++++ Exercise input ++++

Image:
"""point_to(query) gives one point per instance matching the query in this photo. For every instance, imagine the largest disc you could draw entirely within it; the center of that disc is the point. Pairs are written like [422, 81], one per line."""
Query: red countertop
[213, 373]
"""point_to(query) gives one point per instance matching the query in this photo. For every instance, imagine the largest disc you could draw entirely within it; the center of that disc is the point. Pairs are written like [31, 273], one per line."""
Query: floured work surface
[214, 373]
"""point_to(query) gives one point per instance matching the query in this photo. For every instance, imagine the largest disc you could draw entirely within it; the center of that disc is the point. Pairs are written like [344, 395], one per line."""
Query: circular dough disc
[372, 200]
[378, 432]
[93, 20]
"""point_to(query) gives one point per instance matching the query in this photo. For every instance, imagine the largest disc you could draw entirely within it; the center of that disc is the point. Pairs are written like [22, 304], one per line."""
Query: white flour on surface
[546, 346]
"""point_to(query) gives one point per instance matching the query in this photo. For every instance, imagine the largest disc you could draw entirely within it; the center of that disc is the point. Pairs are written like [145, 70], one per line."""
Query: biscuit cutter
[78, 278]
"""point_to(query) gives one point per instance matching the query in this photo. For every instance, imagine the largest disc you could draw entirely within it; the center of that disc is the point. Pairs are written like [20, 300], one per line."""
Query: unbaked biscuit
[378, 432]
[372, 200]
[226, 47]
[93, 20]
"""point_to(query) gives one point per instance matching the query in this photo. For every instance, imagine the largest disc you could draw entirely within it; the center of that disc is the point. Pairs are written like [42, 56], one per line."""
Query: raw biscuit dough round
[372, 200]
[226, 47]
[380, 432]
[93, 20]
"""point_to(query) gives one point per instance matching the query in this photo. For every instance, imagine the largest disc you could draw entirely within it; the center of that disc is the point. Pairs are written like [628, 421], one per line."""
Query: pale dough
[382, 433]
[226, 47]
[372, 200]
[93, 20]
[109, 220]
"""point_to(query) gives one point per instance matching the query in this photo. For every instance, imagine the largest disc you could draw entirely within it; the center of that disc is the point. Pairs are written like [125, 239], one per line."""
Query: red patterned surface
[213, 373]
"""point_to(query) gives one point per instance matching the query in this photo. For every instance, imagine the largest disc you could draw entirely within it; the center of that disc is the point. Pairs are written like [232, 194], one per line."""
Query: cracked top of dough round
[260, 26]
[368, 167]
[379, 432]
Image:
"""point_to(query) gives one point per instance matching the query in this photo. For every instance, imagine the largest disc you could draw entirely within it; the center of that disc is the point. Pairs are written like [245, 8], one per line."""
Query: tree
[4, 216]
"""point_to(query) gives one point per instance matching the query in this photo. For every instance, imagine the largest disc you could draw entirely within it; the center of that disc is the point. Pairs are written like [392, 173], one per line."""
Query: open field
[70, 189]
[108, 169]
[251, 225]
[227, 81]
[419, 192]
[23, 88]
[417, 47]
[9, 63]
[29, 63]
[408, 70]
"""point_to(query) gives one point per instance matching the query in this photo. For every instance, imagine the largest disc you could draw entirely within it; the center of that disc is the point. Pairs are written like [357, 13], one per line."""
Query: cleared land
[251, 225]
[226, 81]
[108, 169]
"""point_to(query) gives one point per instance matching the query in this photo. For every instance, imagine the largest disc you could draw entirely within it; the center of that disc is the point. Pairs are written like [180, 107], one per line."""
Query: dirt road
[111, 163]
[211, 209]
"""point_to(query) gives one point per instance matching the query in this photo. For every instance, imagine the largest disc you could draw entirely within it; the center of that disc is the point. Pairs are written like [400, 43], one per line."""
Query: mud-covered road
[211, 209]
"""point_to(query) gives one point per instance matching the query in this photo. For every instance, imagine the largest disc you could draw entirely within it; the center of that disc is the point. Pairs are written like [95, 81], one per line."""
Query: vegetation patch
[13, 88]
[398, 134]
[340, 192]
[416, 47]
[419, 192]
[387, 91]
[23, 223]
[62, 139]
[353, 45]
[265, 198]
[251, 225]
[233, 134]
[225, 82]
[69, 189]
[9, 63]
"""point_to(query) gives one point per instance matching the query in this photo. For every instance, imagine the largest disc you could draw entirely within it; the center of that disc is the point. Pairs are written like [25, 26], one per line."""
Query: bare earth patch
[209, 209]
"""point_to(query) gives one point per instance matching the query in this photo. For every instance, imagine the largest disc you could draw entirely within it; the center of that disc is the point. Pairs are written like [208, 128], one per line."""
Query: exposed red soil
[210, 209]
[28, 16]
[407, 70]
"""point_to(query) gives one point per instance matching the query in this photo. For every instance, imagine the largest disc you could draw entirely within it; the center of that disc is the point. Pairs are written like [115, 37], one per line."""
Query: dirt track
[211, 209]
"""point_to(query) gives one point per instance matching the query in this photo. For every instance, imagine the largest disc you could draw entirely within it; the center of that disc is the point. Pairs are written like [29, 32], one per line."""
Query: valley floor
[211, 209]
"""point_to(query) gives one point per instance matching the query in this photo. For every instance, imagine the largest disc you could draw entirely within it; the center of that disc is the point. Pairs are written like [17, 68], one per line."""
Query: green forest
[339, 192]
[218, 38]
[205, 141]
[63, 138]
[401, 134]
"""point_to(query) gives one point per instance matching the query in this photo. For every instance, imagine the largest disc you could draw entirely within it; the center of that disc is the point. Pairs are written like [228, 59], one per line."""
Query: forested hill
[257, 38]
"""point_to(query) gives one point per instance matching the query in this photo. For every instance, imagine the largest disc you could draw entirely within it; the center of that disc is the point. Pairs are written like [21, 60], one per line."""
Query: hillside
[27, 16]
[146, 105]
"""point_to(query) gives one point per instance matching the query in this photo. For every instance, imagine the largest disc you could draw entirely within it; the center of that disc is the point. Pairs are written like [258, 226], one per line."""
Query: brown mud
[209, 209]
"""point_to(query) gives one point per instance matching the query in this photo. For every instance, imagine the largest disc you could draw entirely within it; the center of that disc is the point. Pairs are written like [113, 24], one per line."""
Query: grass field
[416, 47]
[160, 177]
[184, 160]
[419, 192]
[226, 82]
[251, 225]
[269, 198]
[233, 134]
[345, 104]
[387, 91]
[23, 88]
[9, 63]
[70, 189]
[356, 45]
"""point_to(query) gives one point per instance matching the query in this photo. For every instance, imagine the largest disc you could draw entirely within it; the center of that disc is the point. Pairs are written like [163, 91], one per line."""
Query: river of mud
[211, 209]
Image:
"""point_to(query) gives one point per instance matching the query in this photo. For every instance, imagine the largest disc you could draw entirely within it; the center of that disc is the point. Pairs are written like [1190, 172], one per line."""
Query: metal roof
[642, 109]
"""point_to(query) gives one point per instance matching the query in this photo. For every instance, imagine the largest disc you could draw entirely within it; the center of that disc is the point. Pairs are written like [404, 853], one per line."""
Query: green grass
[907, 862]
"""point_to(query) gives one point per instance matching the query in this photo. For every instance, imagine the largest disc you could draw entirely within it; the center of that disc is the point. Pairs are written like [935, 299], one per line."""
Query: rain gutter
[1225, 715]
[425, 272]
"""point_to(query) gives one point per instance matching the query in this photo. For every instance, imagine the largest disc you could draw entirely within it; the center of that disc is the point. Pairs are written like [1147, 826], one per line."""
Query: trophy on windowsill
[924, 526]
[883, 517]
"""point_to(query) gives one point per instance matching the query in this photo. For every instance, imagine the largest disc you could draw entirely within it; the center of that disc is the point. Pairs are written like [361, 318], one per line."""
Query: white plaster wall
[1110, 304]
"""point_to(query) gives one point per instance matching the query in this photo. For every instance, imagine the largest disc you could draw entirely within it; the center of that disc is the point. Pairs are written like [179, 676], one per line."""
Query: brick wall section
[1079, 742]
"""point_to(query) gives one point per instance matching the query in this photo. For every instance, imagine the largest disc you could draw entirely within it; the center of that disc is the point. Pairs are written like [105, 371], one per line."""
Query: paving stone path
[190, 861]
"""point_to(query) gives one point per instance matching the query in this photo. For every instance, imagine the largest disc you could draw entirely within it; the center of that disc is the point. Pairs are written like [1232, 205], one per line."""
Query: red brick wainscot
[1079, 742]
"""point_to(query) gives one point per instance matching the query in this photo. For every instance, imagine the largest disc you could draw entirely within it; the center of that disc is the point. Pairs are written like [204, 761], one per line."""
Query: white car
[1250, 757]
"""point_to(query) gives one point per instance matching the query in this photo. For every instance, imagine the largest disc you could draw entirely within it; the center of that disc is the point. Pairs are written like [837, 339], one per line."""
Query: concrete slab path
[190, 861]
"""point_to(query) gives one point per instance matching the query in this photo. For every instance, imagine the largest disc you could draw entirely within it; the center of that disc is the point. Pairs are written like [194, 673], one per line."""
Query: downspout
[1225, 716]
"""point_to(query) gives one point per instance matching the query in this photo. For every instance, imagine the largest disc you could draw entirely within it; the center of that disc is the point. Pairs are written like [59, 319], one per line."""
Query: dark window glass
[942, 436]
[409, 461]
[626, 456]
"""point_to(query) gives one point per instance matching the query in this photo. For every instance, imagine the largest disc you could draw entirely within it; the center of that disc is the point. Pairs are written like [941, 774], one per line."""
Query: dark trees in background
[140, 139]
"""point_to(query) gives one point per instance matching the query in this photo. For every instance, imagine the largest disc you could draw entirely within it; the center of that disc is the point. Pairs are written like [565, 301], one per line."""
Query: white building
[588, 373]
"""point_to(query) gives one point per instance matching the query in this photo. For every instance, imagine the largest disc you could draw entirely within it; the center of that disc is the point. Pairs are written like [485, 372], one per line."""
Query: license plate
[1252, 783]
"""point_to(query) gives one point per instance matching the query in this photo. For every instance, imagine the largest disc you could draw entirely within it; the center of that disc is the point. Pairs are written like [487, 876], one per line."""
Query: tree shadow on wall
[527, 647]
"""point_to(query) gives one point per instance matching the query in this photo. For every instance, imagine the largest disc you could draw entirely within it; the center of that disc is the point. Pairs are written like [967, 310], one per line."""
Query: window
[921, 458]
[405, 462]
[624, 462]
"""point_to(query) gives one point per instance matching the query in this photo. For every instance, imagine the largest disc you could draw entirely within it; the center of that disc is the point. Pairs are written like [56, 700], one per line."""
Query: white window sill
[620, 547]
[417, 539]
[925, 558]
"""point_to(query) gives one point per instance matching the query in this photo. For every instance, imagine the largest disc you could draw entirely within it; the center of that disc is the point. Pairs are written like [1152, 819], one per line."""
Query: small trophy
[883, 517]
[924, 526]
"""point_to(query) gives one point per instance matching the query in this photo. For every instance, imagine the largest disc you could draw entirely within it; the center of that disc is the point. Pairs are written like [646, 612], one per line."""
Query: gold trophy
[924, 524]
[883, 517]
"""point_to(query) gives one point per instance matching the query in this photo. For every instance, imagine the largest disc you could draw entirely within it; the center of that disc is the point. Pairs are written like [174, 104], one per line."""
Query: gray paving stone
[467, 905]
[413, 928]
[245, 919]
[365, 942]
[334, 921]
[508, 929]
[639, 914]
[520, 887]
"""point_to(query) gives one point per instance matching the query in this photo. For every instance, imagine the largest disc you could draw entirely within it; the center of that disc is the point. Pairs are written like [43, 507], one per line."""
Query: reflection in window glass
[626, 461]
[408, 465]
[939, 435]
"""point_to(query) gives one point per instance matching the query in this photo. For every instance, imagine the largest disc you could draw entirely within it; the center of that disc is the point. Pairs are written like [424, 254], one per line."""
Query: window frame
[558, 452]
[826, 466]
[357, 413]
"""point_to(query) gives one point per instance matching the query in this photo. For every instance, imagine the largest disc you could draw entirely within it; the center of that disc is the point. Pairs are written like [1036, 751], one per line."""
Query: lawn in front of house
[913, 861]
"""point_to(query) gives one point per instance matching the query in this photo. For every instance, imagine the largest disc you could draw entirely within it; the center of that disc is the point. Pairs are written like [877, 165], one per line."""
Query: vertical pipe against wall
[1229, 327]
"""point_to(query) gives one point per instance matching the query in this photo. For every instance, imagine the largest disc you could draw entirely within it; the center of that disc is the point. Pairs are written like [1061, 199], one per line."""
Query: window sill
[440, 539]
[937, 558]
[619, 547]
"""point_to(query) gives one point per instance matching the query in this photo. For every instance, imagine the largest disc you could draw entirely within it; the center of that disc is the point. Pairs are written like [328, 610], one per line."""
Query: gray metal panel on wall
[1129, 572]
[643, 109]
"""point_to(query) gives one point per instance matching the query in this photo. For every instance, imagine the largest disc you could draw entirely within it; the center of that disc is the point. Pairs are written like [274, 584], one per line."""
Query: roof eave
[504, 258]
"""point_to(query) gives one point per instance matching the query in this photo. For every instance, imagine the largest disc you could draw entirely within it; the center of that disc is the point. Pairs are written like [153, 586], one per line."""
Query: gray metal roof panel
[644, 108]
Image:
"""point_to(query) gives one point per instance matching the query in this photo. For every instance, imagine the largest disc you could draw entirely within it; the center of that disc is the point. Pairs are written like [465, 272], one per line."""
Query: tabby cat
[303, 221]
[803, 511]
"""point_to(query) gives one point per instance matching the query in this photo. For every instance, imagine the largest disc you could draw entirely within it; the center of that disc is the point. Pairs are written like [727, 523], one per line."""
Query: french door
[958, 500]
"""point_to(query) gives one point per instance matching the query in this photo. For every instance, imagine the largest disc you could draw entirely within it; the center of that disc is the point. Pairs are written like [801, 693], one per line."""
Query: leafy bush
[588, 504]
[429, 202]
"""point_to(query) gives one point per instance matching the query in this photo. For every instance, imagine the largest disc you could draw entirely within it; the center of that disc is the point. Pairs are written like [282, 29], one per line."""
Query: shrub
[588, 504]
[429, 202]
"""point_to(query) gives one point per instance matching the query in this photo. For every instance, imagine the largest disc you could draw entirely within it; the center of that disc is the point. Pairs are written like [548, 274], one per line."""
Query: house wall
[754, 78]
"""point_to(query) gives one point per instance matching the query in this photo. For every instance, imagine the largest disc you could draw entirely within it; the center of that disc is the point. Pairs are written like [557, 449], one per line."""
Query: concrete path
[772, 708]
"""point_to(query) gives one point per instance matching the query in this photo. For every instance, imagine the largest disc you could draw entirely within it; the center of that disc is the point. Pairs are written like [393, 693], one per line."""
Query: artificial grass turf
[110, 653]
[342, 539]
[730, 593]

++++

- **Instructions for the task**: In the records above, the line with "[180, 107], one" marks the start and the line with "[95, 81], one" marks the end; copy that stretch exactly, both lines included, and nothing else.

- **Solution**:
"""point_to(query) gives one point per instance matching the query in this photo. For every instance, imagine the largest disc you could draw entirely within it; the center of that disc is the point. Pairs are written like [180, 107], one per line."""
Query: dirt road
[111, 163]
[211, 209]
"""point_to(query) gives one point per instance matching the query in this photo. For every instance, imagine the largest disc you could draw entirely within it; the center of that disc is the point. Pairs are written like [400, 43], one per line."""
Query: mud-covered road
[211, 209]
"""point_to(query) gives one point per instance matching the query in this photo. For every instance, imagine the largest disc you could draw entirely within it; the center of that disc is the point. Pairs are written like [95, 81], one per line."""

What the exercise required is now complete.